§ **YOUR OBJECTIVE**:
Copy every row below word for word, changing nothing.

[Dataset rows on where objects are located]
----
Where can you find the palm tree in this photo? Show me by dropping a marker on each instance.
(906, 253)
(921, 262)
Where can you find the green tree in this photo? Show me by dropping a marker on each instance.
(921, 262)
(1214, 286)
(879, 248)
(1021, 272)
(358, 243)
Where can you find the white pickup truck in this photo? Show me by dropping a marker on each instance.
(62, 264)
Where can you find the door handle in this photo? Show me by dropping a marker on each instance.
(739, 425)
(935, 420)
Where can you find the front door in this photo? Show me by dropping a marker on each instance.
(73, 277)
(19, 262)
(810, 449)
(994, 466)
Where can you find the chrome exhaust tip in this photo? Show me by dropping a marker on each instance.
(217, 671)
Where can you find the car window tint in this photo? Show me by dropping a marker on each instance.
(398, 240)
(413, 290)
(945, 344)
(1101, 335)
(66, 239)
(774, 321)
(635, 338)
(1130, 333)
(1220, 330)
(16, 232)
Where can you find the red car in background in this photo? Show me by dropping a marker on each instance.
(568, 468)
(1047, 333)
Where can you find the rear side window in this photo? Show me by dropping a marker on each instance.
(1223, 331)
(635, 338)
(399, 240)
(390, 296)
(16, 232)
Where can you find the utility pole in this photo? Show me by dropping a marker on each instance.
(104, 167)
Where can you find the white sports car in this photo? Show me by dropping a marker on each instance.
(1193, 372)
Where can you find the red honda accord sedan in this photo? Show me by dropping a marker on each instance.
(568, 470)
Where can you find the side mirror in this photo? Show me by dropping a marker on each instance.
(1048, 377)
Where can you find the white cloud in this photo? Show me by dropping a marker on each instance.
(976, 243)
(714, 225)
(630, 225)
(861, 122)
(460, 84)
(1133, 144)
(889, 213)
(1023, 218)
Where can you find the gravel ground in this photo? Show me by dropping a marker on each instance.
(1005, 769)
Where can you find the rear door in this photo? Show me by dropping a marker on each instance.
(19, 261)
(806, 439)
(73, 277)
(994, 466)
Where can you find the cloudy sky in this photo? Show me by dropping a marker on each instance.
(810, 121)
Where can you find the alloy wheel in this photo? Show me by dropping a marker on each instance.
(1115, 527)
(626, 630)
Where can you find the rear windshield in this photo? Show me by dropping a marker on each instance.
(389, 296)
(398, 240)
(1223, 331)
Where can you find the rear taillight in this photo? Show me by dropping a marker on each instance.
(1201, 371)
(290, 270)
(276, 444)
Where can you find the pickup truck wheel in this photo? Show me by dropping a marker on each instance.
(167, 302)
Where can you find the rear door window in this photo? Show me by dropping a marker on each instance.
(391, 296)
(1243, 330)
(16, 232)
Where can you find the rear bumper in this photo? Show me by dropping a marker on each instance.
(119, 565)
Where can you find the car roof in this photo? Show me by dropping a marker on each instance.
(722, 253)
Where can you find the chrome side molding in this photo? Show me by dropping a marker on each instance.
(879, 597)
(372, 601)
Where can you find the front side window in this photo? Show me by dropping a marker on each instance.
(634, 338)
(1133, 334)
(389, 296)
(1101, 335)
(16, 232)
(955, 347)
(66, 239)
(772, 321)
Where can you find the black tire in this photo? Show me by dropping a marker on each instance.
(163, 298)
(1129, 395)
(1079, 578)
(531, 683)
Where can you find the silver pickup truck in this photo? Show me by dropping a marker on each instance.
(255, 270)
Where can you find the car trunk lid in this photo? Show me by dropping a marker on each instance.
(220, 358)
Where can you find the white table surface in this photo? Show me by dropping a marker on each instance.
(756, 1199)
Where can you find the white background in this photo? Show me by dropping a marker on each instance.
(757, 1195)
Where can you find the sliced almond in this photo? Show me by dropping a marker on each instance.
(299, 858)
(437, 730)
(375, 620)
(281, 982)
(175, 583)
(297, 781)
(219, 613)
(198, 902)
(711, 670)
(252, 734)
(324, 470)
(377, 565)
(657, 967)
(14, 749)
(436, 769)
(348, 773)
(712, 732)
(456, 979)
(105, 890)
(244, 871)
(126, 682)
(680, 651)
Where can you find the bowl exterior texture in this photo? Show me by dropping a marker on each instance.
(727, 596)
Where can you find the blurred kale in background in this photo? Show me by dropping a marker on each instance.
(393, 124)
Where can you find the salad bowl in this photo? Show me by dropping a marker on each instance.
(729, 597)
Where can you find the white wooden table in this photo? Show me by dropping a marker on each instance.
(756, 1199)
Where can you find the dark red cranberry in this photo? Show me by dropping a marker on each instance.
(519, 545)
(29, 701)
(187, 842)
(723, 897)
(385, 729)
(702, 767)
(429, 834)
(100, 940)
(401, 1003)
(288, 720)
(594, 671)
----
§ **EXPECTED ANSWER**:
Where can you find the palm tree in this photo? Show me by dropping a marker on each instance.
(906, 253)
(921, 262)
Where can you find the green tree in this photo? Show me by dropping a marker on each instance.
(921, 262)
(1214, 286)
(879, 248)
(1021, 272)
(358, 243)
Where can you find the white pickup truck in this photo? Show me by dropping a marker on each instance.
(62, 264)
Where can you find the door handle in this photo? Show me by dropping a marker on each instance.
(739, 425)
(935, 420)
Where can you find the front door in this photo? Show me by dropping a marker on each instance.
(73, 277)
(19, 262)
(810, 449)
(994, 466)
Where can you find the chrome exhaust tip in this photo? Show me by dropping a marker on each instance.
(217, 671)
Where can you find the car window tint in this photo? Show me by dropping a marker on each instance.
(398, 240)
(413, 290)
(945, 344)
(1101, 335)
(66, 239)
(774, 321)
(635, 338)
(1130, 333)
(1220, 330)
(16, 232)
Where can you find the red car in background in this photo? Show me by dropping a marker on each instance.
(568, 468)
(1047, 333)
Where can you find the rear side window in this photo? Show me by dropping a marker on each instance.
(1223, 331)
(635, 338)
(399, 240)
(390, 296)
(16, 232)
Where can you find the utility pole in this photo? Show me by dropping a marker on each instance.
(104, 167)
Where can you find the white sports car in this photo? Show me by dropping a marker on each instance.
(1193, 372)
Where can you find the red honda accord sedan in this photo? Show me by dropping a marker on each instance.
(568, 470)
Where can you find the side mirror in this photo? Show me by dropping a marker on each instance.
(1048, 377)
Where can you find the white cloud in this photo? Show me by dropping a marker on each instance.
(976, 243)
(714, 225)
(630, 225)
(861, 122)
(460, 84)
(1133, 144)
(889, 213)
(1023, 218)
Where can you find the gravel ground in this photo? Show me by dropping a marker on each instance.
(1005, 769)
Where can you find the rear door in this photo? Show me by dropping a marker on each instance.
(19, 261)
(806, 439)
(73, 277)
(994, 466)
Where can you find the cloudy sky in this photo? Show me by dropping a marker on each instance.
(810, 121)
Where can you find the alloy wheel in this photo? Show me by dropping a marker on each instance.
(1115, 527)
(626, 630)
Where can you find the rear windshield in this photo? Show me by dropping a marker on each instance.
(389, 296)
(398, 240)
(1223, 331)
Where can you find the rear taillight in this photo? Show me by dropping a marker on each instance.
(1201, 371)
(290, 270)
(276, 444)
Where can you find the pickup truck wheel in this photo? Show me by dropping a marker on each instance.
(167, 302)
Where can you find the rear door window in this photo? Show me by dropping a marker on each instance.
(391, 296)
(1243, 330)
(16, 232)
Where can you find the rear bumper in this photo? Show me by dropping a marker on each instance.
(119, 565)
Where can you find the car roof in this photo? Show me by dropping a marker on each instance.
(722, 253)
Where can you find the chrome side molding in this photo? Show me by dropping a marker on each instance.
(879, 597)
(372, 601)
Where can you find the front side window in this photo? Show me by dropping a marker on each instance.
(634, 338)
(1133, 334)
(389, 296)
(1101, 335)
(16, 232)
(955, 347)
(66, 239)
(772, 321)
Where can you find the black tire in this photo? Show me by dropping a marker on each instance.
(163, 298)
(1129, 395)
(1079, 578)
(531, 683)
Where can you find the silver pickup truck in this photo? Show me by dropping a marker on each instance.
(255, 270)
Where can you find the car trunk lid in this photo? Show me by dropping a marker on each instance.
(220, 358)
Where can you find the white table surface in this photo? Show me by dropping a marker on each instance.
(756, 1199)
Where can you find the white background in this photo? Show me by dropping a marker on each instance.
(757, 1195)
Where can you find the sliced almond in this photo? Show me by dropping a marker on each instance.
(299, 858)
(437, 730)
(375, 620)
(281, 982)
(175, 583)
(297, 781)
(219, 613)
(198, 902)
(711, 670)
(252, 734)
(324, 470)
(377, 565)
(657, 967)
(14, 749)
(436, 769)
(348, 773)
(712, 732)
(456, 979)
(105, 890)
(244, 871)
(126, 682)
(680, 651)
Where can you find the bowl exterior texture in this photo? Show me by dropping a marker on each instance.
(727, 596)
Where can you find the blurred kale in background in this photo? Show me by dropping a marker on each instance.
(393, 124)
Where can you find the salad bowl in this photo? Show me by dropping a marker on each instance.
(729, 597)
Where can you find the white wooden table in this photo? Show me by dropping a marker on each instance.
(756, 1199)
Where can you find the dark red cranberry in this photo? Show me by dropping a marker on each instance.
(519, 545)
(29, 701)
(187, 842)
(723, 897)
(385, 729)
(702, 767)
(429, 834)
(100, 940)
(401, 1003)
(288, 720)
(594, 671)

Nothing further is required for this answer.